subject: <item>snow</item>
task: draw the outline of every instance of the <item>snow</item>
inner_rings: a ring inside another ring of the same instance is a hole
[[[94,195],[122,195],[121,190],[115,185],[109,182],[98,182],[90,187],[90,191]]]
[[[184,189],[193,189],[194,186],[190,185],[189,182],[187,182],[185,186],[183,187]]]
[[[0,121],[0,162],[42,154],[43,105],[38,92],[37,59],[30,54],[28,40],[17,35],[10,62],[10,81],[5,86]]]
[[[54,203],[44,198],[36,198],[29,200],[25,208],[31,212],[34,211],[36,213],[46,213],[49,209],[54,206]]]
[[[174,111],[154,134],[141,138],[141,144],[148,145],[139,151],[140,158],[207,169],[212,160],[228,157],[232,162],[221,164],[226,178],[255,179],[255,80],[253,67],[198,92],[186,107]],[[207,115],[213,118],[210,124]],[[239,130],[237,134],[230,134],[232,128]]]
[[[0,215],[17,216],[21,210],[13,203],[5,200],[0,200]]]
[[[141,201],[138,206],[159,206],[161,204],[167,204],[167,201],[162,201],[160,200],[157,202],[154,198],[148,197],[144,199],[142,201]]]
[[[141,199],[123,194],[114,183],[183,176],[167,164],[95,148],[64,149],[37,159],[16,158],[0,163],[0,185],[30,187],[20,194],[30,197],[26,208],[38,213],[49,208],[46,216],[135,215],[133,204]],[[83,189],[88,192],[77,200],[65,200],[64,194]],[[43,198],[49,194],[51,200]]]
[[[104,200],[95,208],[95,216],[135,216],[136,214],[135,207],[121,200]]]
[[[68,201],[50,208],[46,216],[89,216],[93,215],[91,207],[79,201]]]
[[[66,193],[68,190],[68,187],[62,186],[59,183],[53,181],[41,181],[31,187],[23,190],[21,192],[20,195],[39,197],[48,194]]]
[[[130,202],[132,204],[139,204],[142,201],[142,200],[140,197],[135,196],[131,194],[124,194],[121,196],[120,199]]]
*****
- _YOUR TASK_: Each line of the listing above should be output exactly.

- _WRITTEN REPLY_:
subject: <item>snow</item>
task: draw the outline of every instance of the <item>snow</item>
inner_rings: a ring inside another ring of the same instance is a hole
[[[94,195],[122,195],[121,190],[115,185],[109,182],[98,182],[90,187],[90,191]]]
[[[184,189],[193,189],[194,186],[190,185],[189,182],[187,182],[185,186],[183,187]]]
[[[0,121],[0,162],[42,154],[43,105],[38,92],[37,59],[30,54],[28,40],[17,35],[10,62],[10,81],[5,86]]]
[[[54,203],[44,198],[36,198],[29,200],[25,208],[31,212],[34,211],[36,213],[46,213],[49,209],[54,206]]]
[[[174,111],[154,134],[141,138],[141,144],[148,145],[139,151],[140,158],[207,169],[212,160],[228,157],[232,162],[221,164],[226,178],[255,179],[255,80],[253,67],[198,92],[186,107]],[[207,115],[213,118],[210,124]],[[239,130],[237,134],[230,134],[232,128]]]
[[[0,215],[17,216],[21,210],[13,203],[5,200],[0,200]]]
[[[141,201],[138,206],[159,206],[161,204],[167,204],[167,201],[162,201],[160,200],[157,202],[154,198],[148,197],[144,199],[142,201]]]
[[[141,199],[123,194],[114,183],[183,176],[167,164],[95,148],[64,149],[37,159],[16,158],[0,163],[0,185],[30,187],[20,194],[30,197],[26,208],[38,213],[49,208],[46,216],[135,215],[133,204]],[[83,189],[88,192],[77,200],[65,200],[64,194]],[[43,198],[49,194],[51,200]]]
[[[104,200],[95,208],[95,216],[135,216],[136,214],[135,207],[121,200]]]
[[[68,201],[50,208],[46,216],[89,216],[93,215],[91,207],[79,201]]]
[[[66,193],[68,190],[68,187],[62,186],[59,183],[53,181],[41,181],[31,187],[23,190],[21,192],[20,195],[39,197],[48,194]]]
[[[130,202],[132,204],[139,204],[142,201],[142,200],[140,197],[135,196],[131,194],[124,194],[121,196],[120,199]]]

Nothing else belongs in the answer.